__Exercise text__
* * *
ERITREA: 27 Christian prisoners released

There are reports from Eritrea that the government has released 27 Christians

Christian prisoners of faith, and hopes are rising that more could follow.

A trusted contact of Release International says the government has just set free 27 prisoners, most of whom have been behind bars for more than ten years. They have yet to be named. There are believed to be 19 men and eight women, who were jailed at Mai Serwa prison, close to the capital Asmara. They were released on Thursday September 3 and September 8.

There are indications that other Christian prisoners at the jail have been informed they could soon be set free.

This follows the release of 22 Methodist prisoners in July from another prison, mainly women and children.

Prisoners of faith

There are believed to be around 500 Christian prisoners of faith in Eritrea, many imprisoned indefinitely under appalling conditions.

In August, Eritrea announced it was releasing some Pentecostal Christians, among others, in a move to prevent the spread of coronavirus in its overcrowded jails. The 27 just released are believed to be the first to be allowed to leave.
* * *
__Task brief__
According to the report on Eritrea, how many men and how many women are believed to be among the 27 released prisoners? The material after this point stands apart from the report on Eritrea and has no connection to it.
* * *
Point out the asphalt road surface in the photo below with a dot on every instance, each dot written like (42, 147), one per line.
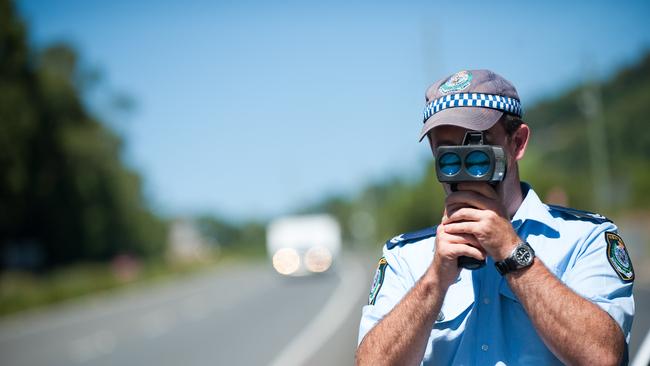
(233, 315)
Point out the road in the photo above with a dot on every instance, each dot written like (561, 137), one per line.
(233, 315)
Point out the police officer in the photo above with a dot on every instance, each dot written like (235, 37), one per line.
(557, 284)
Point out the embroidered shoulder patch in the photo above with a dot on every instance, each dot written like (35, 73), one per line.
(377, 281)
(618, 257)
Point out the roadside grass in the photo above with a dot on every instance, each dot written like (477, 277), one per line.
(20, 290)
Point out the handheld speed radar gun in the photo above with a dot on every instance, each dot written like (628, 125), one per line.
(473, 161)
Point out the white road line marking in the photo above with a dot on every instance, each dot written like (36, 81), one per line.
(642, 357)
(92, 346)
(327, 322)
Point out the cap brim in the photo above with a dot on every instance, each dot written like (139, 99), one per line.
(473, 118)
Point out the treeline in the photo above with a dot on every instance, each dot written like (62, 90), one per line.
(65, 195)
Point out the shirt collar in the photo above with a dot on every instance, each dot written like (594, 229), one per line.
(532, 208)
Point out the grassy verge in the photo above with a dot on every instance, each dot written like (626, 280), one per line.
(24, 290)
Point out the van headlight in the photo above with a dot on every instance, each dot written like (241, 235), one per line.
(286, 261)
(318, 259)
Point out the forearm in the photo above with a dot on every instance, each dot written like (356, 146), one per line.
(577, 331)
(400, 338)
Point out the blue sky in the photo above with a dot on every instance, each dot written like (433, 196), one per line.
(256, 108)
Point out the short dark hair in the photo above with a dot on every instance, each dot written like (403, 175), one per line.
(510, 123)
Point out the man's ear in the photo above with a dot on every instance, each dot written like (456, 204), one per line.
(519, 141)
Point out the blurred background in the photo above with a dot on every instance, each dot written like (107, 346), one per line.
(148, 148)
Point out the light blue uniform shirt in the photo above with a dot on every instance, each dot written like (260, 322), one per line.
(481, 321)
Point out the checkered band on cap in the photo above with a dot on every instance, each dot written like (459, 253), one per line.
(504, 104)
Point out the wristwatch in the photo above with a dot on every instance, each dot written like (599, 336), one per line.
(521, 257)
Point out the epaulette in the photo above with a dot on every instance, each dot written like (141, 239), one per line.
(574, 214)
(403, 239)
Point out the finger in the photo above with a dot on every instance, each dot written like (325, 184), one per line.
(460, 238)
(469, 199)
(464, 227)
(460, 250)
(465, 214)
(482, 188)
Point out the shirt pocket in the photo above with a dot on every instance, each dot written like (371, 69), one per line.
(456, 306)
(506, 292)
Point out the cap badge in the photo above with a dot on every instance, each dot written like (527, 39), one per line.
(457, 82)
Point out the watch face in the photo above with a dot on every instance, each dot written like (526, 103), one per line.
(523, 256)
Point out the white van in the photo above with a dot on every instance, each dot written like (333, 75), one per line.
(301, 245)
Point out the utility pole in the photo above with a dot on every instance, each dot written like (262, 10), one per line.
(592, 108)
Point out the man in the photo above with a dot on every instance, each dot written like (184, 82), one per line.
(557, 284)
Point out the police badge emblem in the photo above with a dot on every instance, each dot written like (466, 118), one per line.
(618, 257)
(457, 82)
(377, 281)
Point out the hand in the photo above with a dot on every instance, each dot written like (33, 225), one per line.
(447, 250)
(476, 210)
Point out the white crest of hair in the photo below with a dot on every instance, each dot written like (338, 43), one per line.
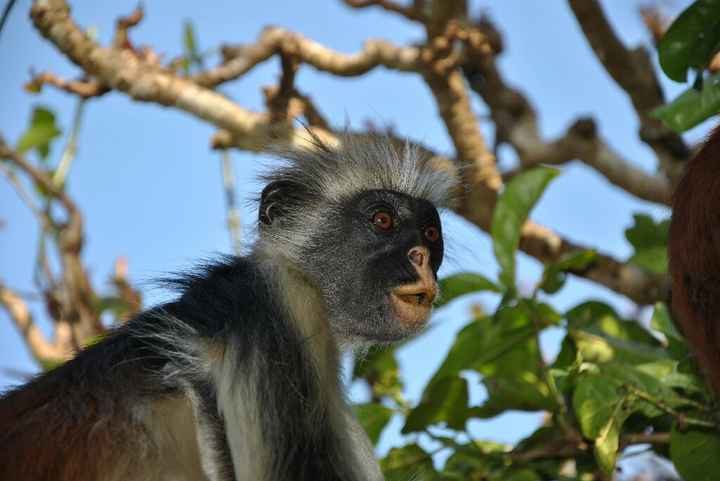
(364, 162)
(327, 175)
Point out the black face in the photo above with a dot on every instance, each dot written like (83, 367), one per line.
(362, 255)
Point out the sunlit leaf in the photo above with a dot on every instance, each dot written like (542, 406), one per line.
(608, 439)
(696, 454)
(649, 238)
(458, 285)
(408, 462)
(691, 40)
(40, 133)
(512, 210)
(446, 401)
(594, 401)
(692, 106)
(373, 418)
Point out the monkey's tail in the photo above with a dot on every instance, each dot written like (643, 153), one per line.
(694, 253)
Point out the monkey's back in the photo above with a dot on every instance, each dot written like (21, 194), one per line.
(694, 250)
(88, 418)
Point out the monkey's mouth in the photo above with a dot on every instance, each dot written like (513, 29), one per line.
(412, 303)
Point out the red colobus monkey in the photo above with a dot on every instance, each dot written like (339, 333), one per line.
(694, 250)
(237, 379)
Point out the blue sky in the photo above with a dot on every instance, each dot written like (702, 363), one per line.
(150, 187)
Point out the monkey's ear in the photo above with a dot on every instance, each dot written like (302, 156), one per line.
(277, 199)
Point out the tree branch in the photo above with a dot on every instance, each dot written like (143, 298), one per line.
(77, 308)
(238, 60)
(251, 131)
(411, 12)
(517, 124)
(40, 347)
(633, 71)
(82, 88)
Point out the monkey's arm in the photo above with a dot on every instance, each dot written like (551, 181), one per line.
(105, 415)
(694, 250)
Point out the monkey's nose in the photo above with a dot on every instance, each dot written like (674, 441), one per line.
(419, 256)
* * *
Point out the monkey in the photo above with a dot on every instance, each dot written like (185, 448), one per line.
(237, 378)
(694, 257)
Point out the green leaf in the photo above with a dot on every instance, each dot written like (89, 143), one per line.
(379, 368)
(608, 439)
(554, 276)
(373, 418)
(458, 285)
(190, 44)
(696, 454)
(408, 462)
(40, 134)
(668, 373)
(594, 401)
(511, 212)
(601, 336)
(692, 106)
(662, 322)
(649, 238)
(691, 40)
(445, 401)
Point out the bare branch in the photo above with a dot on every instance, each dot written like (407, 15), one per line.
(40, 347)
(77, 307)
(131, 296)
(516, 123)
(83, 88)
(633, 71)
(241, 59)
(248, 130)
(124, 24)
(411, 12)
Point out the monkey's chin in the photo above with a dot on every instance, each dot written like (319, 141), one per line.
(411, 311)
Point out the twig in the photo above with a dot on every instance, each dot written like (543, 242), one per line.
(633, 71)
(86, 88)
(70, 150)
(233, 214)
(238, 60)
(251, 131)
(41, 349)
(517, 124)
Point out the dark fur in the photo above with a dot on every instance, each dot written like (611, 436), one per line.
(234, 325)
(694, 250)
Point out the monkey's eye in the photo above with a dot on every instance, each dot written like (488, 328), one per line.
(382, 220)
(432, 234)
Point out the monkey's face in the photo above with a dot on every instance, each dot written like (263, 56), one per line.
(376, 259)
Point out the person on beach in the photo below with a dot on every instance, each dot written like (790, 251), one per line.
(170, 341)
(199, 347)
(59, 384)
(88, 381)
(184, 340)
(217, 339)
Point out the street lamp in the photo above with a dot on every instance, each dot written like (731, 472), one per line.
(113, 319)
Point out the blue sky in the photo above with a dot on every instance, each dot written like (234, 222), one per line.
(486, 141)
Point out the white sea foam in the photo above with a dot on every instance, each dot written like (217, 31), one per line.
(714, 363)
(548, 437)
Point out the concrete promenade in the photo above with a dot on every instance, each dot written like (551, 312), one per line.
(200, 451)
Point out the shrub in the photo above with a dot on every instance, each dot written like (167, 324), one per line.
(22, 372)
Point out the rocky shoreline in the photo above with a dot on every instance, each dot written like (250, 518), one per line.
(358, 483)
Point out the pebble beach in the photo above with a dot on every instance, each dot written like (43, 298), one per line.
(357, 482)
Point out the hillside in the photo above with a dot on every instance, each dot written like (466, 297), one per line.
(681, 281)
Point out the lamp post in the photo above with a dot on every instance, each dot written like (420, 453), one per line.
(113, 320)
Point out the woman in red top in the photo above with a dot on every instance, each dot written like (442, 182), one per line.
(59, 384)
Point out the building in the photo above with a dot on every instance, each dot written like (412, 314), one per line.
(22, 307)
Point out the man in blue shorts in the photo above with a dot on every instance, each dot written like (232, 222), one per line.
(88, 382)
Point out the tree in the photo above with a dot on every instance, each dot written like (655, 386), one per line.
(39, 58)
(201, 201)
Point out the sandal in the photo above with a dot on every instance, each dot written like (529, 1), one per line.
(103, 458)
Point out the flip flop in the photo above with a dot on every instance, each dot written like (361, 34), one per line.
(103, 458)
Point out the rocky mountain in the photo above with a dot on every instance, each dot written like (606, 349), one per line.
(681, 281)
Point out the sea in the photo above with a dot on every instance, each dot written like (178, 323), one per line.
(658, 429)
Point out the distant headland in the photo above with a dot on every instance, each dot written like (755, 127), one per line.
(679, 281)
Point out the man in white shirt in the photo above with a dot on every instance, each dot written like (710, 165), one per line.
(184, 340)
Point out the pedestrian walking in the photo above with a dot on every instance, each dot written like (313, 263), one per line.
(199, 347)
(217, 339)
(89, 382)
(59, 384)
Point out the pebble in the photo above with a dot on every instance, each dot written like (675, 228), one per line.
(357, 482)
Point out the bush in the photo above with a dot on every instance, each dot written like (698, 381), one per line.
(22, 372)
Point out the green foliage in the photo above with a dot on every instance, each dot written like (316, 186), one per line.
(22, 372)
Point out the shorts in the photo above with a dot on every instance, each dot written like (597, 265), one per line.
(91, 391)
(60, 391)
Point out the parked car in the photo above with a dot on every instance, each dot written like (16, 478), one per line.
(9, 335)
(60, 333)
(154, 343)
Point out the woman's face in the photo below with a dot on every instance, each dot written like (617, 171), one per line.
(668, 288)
* * *
__Task response__
19 men and eight women.